== DOCUMENT EXCERPT ==
:::::

Leaving the ward, two things I realised I’d newly acquired were A. a hypothetical diagnosis and B. my mum’s grief/mistrust towards me.
The first hit me right off the bat, and would continue to do so as therapy progressed and more issues came to the surface. Medications helped stabilise the highs and lows \, but writing in to the Dependant Protector Scheme for insurance coverage very surely did not.
Wisely, or not, my mum and I had also made a deal. I wouldn’t self-harm and in exchange she would concede to my request and find a place for me to get enough breathing room to recoup, before moving back in with my family. The deal didn’t work only because we had an awesome honeymoon period in which I stopped harming; but once things settled down I was obliged to move back home.
It wasn’t either of our faults. My mum was genuinely shocked to discover this self-destructive side of me that she’d never known. And I was still desperately seeking release from the pent up emotions and couldn’t get my needs met in healthier ways. Essentially it perpetuated our mother-daughter cycle of trust and mistrust, acceptance and grief, letting go and hanging on, push and pull, yes and no and silence. Silence from anger, hurt, betrayal, from not knowing how to help, from being told to leave off, from not caring, caring too much, and from just being so so confused.
Recently, my mum read some of my journal entries together with my dad, without me. I guess I feel left out that they’d resorted to reading them rather than communicating directly with me… I would have told them about the suicidal thoughts and impulsive urges. Maybe I would have felt safe enough to approach them for acceptance and understanding, even.

:::::

== EXERCISE GOAL ==
Pick up the personal account of life after leaving the ward and carry it on from its final sentence.

== Stored data entries ==
:::::

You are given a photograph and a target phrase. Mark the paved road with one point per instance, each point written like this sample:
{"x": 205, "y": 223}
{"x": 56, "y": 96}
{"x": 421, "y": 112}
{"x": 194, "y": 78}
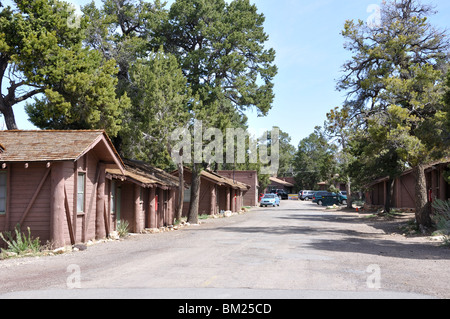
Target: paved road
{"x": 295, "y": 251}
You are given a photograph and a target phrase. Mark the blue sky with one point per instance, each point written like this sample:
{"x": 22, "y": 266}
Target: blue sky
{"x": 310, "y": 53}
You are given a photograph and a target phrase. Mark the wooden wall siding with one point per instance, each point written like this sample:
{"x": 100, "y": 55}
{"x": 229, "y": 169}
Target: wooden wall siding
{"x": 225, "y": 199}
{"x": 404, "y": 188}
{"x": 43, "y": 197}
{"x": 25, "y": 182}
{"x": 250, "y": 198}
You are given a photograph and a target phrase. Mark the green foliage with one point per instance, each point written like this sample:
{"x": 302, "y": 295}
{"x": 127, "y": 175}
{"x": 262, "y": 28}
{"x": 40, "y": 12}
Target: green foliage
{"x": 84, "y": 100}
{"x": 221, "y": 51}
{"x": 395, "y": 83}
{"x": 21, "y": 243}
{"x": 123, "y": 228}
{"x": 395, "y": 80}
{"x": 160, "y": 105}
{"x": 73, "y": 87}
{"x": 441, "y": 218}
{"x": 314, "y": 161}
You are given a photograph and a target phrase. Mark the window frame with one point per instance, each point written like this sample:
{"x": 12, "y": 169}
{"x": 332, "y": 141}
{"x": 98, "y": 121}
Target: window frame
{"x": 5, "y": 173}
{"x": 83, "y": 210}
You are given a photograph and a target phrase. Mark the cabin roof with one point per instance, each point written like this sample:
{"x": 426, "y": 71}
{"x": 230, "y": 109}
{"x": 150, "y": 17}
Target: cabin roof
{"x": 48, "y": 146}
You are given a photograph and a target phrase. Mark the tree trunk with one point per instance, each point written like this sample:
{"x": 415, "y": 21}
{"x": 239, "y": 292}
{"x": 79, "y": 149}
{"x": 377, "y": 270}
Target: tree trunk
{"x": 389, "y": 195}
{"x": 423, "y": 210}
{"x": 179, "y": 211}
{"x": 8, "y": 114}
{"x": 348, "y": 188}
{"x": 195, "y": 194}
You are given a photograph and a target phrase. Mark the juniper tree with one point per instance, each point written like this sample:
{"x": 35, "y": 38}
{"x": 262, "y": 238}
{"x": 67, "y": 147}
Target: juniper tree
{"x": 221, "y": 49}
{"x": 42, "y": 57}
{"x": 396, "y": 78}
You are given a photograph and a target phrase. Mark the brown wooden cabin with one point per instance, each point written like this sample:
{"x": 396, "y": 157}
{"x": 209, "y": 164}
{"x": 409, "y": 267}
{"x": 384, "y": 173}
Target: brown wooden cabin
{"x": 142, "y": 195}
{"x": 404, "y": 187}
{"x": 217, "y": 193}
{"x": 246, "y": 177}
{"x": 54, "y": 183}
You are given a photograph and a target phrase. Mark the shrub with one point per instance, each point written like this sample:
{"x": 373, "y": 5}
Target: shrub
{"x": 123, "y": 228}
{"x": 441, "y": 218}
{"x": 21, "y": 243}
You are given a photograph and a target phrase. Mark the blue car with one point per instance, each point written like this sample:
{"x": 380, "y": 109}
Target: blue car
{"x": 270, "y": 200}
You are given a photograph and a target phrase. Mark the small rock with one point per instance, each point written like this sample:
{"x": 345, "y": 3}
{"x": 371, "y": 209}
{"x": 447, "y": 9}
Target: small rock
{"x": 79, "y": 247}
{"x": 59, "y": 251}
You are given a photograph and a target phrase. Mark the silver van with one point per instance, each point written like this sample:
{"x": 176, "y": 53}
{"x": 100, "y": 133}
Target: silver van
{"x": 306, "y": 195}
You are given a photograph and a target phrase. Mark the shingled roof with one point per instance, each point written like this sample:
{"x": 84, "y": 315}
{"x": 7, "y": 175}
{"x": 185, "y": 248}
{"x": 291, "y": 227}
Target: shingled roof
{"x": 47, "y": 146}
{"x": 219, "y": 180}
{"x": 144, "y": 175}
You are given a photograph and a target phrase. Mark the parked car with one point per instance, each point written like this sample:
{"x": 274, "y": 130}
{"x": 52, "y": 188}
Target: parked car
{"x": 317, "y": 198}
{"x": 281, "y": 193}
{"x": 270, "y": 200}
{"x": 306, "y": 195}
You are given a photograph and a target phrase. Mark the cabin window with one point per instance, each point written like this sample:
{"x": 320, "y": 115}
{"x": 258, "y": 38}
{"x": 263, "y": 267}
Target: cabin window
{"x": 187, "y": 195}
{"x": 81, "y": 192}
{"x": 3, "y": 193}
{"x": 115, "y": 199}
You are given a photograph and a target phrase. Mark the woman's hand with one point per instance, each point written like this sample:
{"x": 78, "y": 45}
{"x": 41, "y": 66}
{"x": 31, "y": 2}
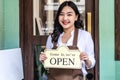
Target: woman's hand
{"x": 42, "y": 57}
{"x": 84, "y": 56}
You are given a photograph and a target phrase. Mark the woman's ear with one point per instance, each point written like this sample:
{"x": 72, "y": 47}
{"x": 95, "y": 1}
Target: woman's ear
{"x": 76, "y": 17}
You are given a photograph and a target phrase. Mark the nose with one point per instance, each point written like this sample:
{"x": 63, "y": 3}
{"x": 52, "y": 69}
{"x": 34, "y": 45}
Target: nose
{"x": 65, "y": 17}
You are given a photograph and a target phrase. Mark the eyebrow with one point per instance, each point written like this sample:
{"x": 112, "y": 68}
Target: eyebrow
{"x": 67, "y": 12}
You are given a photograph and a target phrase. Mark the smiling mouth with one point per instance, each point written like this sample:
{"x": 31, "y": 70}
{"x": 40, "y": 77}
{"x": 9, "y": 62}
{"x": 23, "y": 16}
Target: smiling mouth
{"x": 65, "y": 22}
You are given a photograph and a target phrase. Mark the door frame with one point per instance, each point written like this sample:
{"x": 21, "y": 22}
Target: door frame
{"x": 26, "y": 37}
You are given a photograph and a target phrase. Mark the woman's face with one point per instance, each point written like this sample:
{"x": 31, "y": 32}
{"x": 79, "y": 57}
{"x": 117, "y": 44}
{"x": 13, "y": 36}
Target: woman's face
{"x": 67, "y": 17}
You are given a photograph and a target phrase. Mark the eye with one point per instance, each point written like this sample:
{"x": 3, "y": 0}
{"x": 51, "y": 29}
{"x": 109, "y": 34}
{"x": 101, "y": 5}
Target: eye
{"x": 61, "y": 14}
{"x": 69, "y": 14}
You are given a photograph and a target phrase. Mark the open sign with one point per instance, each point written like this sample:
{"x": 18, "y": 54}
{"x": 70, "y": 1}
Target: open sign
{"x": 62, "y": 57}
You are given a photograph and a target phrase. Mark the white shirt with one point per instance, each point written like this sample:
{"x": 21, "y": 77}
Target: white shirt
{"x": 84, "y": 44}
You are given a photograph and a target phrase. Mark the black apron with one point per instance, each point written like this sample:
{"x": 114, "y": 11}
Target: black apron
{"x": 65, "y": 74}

:::::

== RESULT ==
I masked my truths with more lies. Because they’d gotten hold of too much too fast, and it made me felt vulnerable and shy. But lying made me feel so guilty too. Like I’m feeding upon my mum’s deep grief over losing the daughter she thought she knew and making light of her newfound ‘acceptance’ of me. She deserves so much more than this. This me that’s unable to decide what I want from her, what I’m hurting from, what she can do to help. I want to say, “Mummy I need you, anything you have for me I’ll take” But I’m an onion with too many layers to peel. She doesn’t have the emotional capacity to tend to me, and I don’t have the strength to tear down my own defences to let her in.
So here we are again, fighting so hard against the backward pull of misunderstandings, miscommunications, and misdeeds that constantly threaten to wind-sweep us out into the vast chasm of disconnection.